--- start MATERIAL SHOWN ---
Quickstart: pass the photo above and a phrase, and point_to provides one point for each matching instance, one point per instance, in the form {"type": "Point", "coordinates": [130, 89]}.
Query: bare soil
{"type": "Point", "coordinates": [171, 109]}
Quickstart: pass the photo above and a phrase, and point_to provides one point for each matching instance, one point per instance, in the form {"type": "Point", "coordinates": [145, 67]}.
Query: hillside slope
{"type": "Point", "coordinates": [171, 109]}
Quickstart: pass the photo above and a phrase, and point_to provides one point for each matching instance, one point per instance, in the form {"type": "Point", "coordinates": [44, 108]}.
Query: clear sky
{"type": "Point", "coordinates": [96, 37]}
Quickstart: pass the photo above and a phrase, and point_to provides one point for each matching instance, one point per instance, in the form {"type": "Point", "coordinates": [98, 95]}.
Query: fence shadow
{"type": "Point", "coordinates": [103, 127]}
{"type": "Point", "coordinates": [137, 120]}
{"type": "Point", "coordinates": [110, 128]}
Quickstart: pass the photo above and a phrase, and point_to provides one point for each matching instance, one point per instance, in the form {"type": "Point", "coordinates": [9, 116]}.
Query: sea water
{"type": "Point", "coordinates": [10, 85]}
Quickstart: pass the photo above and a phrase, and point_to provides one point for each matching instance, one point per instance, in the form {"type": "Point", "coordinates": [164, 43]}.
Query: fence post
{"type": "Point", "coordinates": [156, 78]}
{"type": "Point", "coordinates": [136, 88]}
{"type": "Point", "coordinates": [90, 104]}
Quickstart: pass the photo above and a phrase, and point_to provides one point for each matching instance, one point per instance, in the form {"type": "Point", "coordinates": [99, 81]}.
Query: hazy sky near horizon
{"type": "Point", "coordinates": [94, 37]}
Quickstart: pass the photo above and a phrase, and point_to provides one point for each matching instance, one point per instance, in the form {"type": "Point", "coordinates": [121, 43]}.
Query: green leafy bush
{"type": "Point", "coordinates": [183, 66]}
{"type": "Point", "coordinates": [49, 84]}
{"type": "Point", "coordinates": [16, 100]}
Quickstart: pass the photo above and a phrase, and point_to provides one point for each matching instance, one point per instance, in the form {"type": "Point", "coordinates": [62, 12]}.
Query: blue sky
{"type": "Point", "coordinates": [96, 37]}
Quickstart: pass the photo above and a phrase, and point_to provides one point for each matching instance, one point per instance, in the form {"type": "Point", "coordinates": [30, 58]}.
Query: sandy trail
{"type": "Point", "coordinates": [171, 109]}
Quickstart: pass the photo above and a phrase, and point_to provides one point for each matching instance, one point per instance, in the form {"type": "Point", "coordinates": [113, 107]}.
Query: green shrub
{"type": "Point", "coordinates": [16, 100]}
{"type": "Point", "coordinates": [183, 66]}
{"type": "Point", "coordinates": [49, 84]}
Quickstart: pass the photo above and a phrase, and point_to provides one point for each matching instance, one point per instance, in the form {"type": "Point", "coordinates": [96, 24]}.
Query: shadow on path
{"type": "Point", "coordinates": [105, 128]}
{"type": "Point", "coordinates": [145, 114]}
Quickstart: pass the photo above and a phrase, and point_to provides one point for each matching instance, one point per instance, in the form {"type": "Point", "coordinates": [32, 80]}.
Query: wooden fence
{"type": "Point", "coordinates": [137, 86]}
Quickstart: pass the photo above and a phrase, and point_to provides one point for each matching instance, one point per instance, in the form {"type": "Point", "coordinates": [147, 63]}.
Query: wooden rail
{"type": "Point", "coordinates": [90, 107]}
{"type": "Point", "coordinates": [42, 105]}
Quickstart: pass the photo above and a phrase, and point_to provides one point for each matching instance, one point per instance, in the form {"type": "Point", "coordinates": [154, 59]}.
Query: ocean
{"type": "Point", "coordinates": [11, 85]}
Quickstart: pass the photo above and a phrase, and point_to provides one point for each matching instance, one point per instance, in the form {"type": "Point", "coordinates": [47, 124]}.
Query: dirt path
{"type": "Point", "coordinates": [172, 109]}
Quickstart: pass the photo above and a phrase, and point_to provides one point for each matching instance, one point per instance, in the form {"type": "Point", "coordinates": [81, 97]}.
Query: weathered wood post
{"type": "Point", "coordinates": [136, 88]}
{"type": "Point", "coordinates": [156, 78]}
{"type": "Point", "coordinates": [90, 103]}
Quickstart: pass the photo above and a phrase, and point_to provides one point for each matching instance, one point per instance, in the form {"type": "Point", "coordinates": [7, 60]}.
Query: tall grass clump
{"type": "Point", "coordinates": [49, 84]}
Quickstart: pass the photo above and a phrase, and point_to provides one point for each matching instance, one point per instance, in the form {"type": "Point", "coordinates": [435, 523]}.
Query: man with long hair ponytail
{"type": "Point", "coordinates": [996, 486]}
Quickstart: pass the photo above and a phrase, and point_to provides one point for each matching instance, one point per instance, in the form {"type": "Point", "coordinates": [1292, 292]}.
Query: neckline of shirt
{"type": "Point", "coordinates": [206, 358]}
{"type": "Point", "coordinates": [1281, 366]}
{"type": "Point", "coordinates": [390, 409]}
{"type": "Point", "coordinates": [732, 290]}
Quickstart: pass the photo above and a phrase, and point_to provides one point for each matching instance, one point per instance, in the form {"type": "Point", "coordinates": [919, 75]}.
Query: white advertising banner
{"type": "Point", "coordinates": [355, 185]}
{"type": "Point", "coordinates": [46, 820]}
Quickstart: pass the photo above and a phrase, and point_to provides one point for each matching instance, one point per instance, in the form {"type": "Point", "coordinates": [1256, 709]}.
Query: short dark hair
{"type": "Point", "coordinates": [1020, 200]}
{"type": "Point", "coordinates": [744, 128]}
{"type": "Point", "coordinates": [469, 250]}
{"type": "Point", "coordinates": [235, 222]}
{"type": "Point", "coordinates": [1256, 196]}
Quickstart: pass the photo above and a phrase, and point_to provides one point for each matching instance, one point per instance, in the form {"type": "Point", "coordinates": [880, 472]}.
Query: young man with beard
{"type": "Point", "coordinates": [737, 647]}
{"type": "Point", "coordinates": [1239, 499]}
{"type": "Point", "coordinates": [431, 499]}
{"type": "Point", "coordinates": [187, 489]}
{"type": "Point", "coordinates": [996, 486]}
--- end MATERIAL SHOWN ---
* TASK BRIEF
Write out every line of the records exactly.

* CORRECT ANSWER
Quickstart: pass the photo above and a phrase, and point_to provides one point for each matching instance, one point per instance, in the form {"type": "Point", "coordinates": [130, 89]}.
Query: bare soil
{"type": "Point", "coordinates": [171, 109]}
Quickstart: pass the photo above and a phrase, and point_to provides one point for each matching instance, one point per instance, in the form {"type": "Point", "coordinates": [145, 67]}.
Query: hillside slope
{"type": "Point", "coordinates": [171, 109]}
Quickstart: pass the photo above and a phrase, and point_to provides one point for each matching instance, one point per instance, in the form {"type": "Point", "coordinates": [44, 108]}.
Query: clear sky
{"type": "Point", "coordinates": [96, 37]}
Quickstart: pass the photo above and a phrase, and point_to provides one point for each matching instance, one point per instance, in the form {"type": "Point", "coordinates": [98, 95]}.
Query: fence shadow
{"type": "Point", "coordinates": [103, 127]}
{"type": "Point", "coordinates": [137, 120]}
{"type": "Point", "coordinates": [110, 128]}
Quickstart: pass the photo above and a phrase, and point_to provides one point for each matching instance, one point per instance, in the form {"type": "Point", "coordinates": [9, 116]}.
Query: sea water
{"type": "Point", "coordinates": [10, 85]}
Quickstart: pass the photo above and a phrase, and point_to provides one point for each matching instance, one point per instance, in the form {"type": "Point", "coordinates": [164, 43]}.
Query: fence post
{"type": "Point", "coordinates": [156, 78]}
{"type": "Point", "coordinates": [136, 88]}
{"type": "Point", "coordinates": [90, 104]}
Quickstart: pass the photo above and a phrase, and point_to provides one point for each matching instance, one point per instance, in the form {"type": "Point", "coordinates": [99, 81]}.
Query: hazy sky near horizon
{"type": "Point", "coordinates": [94, 37]}
Quickstart: pass the photo above and a phrase, and point_to provides one point for each matching instance, one point per instance, in the form {"type": "Point", "coordinates": [121, 43]}.
Query: green leafy bush
{"type": "Point", "coordinates": [183, 66]}
{"type": "Point", "coordinates": [49, 84]}
{"type": "Point", "coordinates": [16, 100]}
Quickstart: pass the photo above and a phrase, and point_to provides one point for each matching instance, one point per instance, in the form {"type": "Point", "coordinates": [62, 12]}.
Query: blue sky
{"type": "Point", "coordinates": [96, 37]}
Quickstart: pass the photo above and a phrase, and point_to provides one point for each matching instance, one point per instance, in the form {"type": "Point", "coordinates": [30, 58]}.
Query: sandy trail
{"type": "Point", "coordinates": [171, 109]}
Quickstart: pass the photo above and a phrase, and point_to provides one point for each matching instance, one point per instance, in the form {"type": "Point", "coordinates": [113, 107]}.
Query: green shrub
{"type": "Point", "coordinates": [16, 100]}
{"type": "Point", "coordinates": [183, 66]}
{"type": "Point", "coordinates": [49, 84]}
Quickstart: pass the photo above and a phrase, and point_to provides one point for each matching instance, one point per instance, in the form {"type": "Point", "coordinates": [96, 24]}.
Query: shadow on path
{"type": "Point", "coordinates": [105, 128]}
{"type": "Point", "coordinates": [145, 114]}
Quickstart: pass the photo above and a phrase, and point_to provides one point for each matching instance, one point per instance, in the form {"type": "Point", "coordinates": [32, 80]}.
Query: wooden fence
{"type": "Point", "coordinates": [137, 86]}
Quickstart: pass the photo above and a phrase, and point_to provides one point for each matching instance, one point per instance, in the form {"type": "Point", "coordinates": [147, 63]}.
Query: wooden rail
{"type": "Point", "coordinates": [90, 107]}
{"type": "Point", "coordinates": [42, 105]}
Quickstart: pass the photo above and a phrase, and point_to provides one point for each matching instance, one point per instance, in the form {"type": "Point", "coordinates": [154, 59]}.
Query: ocean
{"type": "Point", "coordinates": [11, 85]}
Quickstart: pass the photo above and a phrase, and point_to provides one point for each matching instance, one point per instance, in the form {"type": "Point", "coordinates": [47, 124]}.
Query: dirt path
{"type": "Point", "coordinates": [172, 109]}
Quickstart: pass the photo above and a phrase, and point_to provides one point for each matching instance, one point per instance, in the form {"type": "Point", "coordinates": [81, 97]}.
Query: weathered wood post
{"type": "Point", "coordinates": [136, 88]}
{"type": "Point", "coordinates": [156, 78]}
{"type": "Point", "coordinates": [90, 103]}
Quickstart: pass the photo above and a phrase, and point_to provides one point for each matching instance, one point per instance, in the form {"type": "Point", "coordinates": [7, 60]}.
Query: tall grass clump
{"type": "Point", "coordinates": [49, 84]}
Quickstart: pass the photo above and a phrase, and point_to provides one point for each matching instance, one point per instance, in the form {"type": "Point", "coordinates": [435, 523]}.
Query: man with long hair ponytail
{"type": "Point", "coordinates": [996, 486]}
Quickstart: pass the photo above and a phrase, and point_to provides one point for each matching instance, one point per instance, in the form {"type": "Point", "coordinates": [1292, 292]}.
Query: neckline of shirt
{"type": "Point", "coordinates": [206, 358]}
{"type": "Point", "coordinates": [1281, 366]}
{"type": "Point", "coordinates": [390, 409]}
{"type": "Point", "coordinates": [732, 290]}
Quickstart: pass the photo above and a phrase, and point_to provides one point for each matching instance, one point per instance, in the form {"type": "Point", "coordinates": [919, 75]}.
Query: white advertising banner
{"type": "Point", "coordinates": [355, 185]}
{"type": "Point", "coordinates": [46, 820]}
Quickstart: pass the photo above and a phrase, and point_to provides one point for each matching instance, one point per instance, in the form {"type": "Point", "coordinates": [1256, 709]}.
Query: short dark hair
{"type": "Point", "coordinates": [1020, 200]}
{"type": "Point", "coordinates": [744, 128]}
{"type": "Point", "coordinates": [469, 250]}
{"type": "Point", "coordinates": [235, 222]}
{"type": "Point", "coordinates": [1256, 196]}
Quickstart: pass the photo above and a phrase, and point_to provides one point for each matching instance, one point per instance, in the form {"type": "Point", "coordinates": [880, 472]}.
Query: young man with beard
{"type": "Point", "coordinates": [737, 647]}
{"type": "Point", "coordinates": [1239, 499]}
{"type": "Point", "coordinates": [431, 499]}
{"type": "Point", "coordinates": [187, 489]}
{"type": "Point", "coordinates": [996, 486]}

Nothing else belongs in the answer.